### Textauszug

Leitsatz (amtlich)

Zumindest in Umgehungsfällen, in denen der Eigentümer sich selbst oder einer Sanierungsgesellschaft ein Erbbaurecht bestellt, das in engem zeitlichem Zusammenhang dazu in Wohnungs- und Teilerbbaurechte aufgeteilt wird, gilt entsprechend § 172 BauGB der Genehmigungsvorbehalt auch für die Aufteilung des Erbbaurechts in Wohnungs- und Teilerbbaurechte.

 

Normenkette

BauGB § 172; WEG § 30

 

Tenor

I. Die Beschwerde der Beteiligten gegen die Zwischenverfügung des Amtsgerichts München - Grundbuchamt - vom 4. Januar 2021 wird zurückgewiesen.

II. Der Geschäftswert für das Beschwerdeverfahren wird auf 5.000 EUR festgesetzt.

 

Gründe

I. Die Beteiligte, eine GmbH & Co KG, ist im Grundbuch als Eigentümerin eines bebauten Grundstücks eingetragen, das im Bereich einer Erhaltungssatzung der Landeshauptstadt X. nach § 172 BauGB gelegen ist.

In einem notariellem Vertrag vom XX.XX.2020 über die Bestellung eines Erbbaurechts und Begründung von Wohnungs- und Teilerbbaurechten ist unter Teil A 2. Folgendes bestimmt:

2.1 Bestellung

Die ... (Beteiligte) - nachstehend auch als Eigentümer oder Grundstückseigentümer bezeichnet - bestellt hiermit für sich selbst als alleinige Berechtigte - nachstehend auch als Erbbauberechtigter oder Erbbaurechtsinhaber bezeichnet - an dem in Teil A Ziffer 1. dieser Urkunde näher beschriebenen Erbbaugrundstück ein Erbbaurecht, ...

2.3 Gebäude

Der Erbbauberechtigte ist berechtigt, das auf dem Erbbaugrundstück befindliche Wohnhaus zu belassen, es umzubauen und es zu sanieren und zu renovieren.

######
### Extrahierte Daten

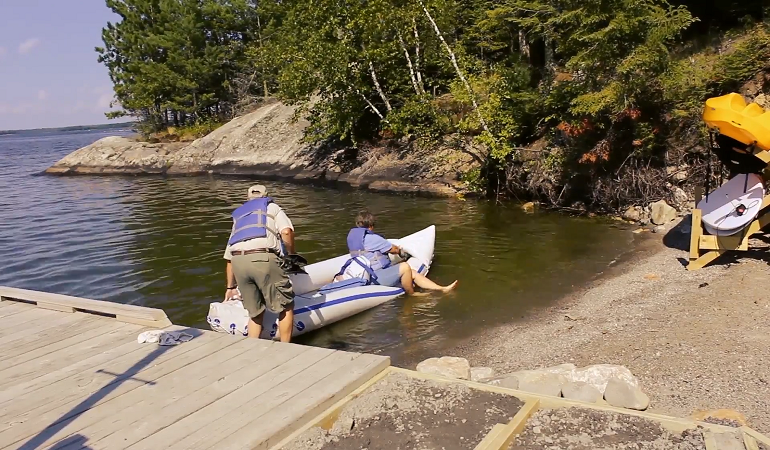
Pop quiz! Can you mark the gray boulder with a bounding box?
[604,378,650,411]
[464,367,495,381]
[561,381,602,403]
[650,200,676,225]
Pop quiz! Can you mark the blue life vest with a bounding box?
[348,227,390,270]
[227,197,281,245]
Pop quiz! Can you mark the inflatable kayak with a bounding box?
[260,225,436,339]
[207,225,436,339]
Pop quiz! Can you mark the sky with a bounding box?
[0,0,130,130]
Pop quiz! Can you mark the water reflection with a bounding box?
[0,129,630,362]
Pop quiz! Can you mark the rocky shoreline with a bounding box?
[432,216,770,433]
[46,102,480,196]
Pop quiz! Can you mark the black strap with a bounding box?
[334,257,380,285]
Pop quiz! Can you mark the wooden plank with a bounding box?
[0,326,232,418]
[474,423,505,450]
[169,350,362,450]
[0,332,238,447]
[0,309,92,351]
[236,354,390,449]
[0,286,168,321]
[740,426,770,445]
[693,185,703,205]
[71,340,309,450]
[29,339,271,448]
[687,250,725,270]
[0,319,142,389]
[690,209,703,261]
[741,430,759,450]
[0,300,35,320]
[0,315,116,364]
[388,367,736,433]
[272,367,391,450]
[115,314,171,329]
[0,324,194,406]
[0,308,60,336]
[128,343,336,450]
[476,399,540,450]
[703,430,719,450]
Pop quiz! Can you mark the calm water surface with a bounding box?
[0,131,632,363]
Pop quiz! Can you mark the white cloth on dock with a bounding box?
[136,330,193,345]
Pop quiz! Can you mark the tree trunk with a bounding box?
[396,30,421,95]
[256,15,269,100]
[369,61,393,112]
[412,17,425,94]
[519,30,529,62]
[417,0,491,134]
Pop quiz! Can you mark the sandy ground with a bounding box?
[283,374,523,450]
[447,217,770,434]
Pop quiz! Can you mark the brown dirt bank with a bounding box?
[448,217,770,433]
[46,103,480,200]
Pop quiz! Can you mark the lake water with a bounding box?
[0,131,632,364]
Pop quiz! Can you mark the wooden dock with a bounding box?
[0,287,390,450]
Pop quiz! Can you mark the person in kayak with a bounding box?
[343,210,457,295]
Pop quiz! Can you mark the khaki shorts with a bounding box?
[232,253,294,318]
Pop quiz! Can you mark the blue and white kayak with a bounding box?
[260,225,436,339]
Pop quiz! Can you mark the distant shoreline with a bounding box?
[0,121,136,136]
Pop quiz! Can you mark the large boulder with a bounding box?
[46,136,184,174]
[650,200,676,225]
[561,381,602,403]
[569,364,639,394]
[417,356,471,380]
[604,378,650,411]
[464,367,495,381]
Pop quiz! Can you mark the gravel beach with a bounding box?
[447,216,770,434]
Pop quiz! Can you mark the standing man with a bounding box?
[225,184,294,342]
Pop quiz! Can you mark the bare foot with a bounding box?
[410,291,430,297]
[443,280,458,292]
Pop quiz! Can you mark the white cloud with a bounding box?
[19,38,40,55]
[96,92,114,109]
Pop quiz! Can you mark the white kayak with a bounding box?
[260,225,436,339]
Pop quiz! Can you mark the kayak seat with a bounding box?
[318,277,368,295]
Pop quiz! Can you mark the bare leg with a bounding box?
[412,270,457,292]
[278,303,294,342]
[248,311,265,338]
[398,263,414,295]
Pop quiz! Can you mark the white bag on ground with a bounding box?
[206,300,249,336]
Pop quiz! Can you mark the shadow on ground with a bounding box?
[18,328,203,450]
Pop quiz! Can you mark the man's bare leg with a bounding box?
[398,263,414,295]
[278,303,294,342]
[412,270,457,292]
[248,311,265,338]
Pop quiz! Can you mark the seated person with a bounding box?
[343,210,457,295]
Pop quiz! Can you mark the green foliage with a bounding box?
[96,0,255,130]
[98,0,770,207]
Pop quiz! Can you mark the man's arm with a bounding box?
[225,261,237,288]
[281,228,294,255]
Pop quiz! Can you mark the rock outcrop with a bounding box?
[417,356,471,380]
[46,102,480,195]
[468,358,650,410]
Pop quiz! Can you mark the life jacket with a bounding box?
[227,197,281,245]
[335,227,390,284]
[348,227,390,270]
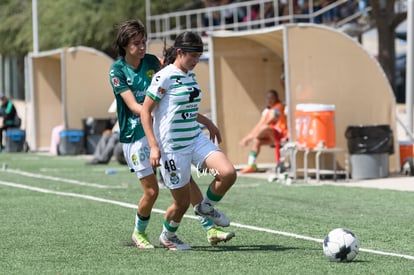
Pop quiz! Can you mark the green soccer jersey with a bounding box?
[109,54,160,143]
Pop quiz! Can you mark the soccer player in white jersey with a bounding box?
[141,32,237,249]
[109,20,234,248]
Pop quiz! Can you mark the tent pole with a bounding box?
[60,48,68,129]
[405,0,414,137]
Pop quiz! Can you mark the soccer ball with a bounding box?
[323,228,359,262]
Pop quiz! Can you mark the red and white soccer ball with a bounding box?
[323,228,359,262]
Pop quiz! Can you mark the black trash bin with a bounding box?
[345,125,394,179]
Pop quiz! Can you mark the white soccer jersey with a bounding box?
[147,64,201,152]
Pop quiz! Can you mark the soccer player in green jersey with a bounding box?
[141,32,237,249]
[109,20,234,251]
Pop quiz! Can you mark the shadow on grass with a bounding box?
[192,244,299,252]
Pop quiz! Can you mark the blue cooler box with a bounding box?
[5,129,26,152]
[58,129,85,155]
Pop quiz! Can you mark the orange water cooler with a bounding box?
[295,104,336,148]
[398,141,414,165]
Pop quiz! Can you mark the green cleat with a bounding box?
[207,227,235,245]
[132,229,154,249]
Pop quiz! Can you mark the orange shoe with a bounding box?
[240,164,257,174]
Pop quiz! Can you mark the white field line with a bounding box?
[0,181,414,260]
[2,169,126,189]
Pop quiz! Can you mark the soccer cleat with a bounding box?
[132,229,154,249]
[194,203,230,227]
[207,227,235,245]
[160,232,191,250]
[240,164,257,174]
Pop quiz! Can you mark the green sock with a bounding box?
[135,213,150,233]
[247,151,257,166]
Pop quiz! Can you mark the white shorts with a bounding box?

######

Arbeitsauftrag →
Beantworten Sie die folgenden Fragen mithilfe des Textauszugs:
1. Auf welchen Betrag wird der Geschäftswert für das Beschwerdeverfahren festgesetzt?
2. Welche Rechtsform hat die Beteiligte?
3. Was darf der Erbbauberechtigte nach Ziffer 2.3 mit dem Wohnhaus auf dem Erbbaugrundstück tun?

Lösung →
1. Der Geschäftswert für das Beschwerdeverfahren wird auf 5.000 EUR festgesetzt.
2. Die Beteiligte ist eine GmbH & Co KG.
3. Der Erbbauberechtigte darf das Wohnhaus belassen, es umbauen und es sanieren und renovieren.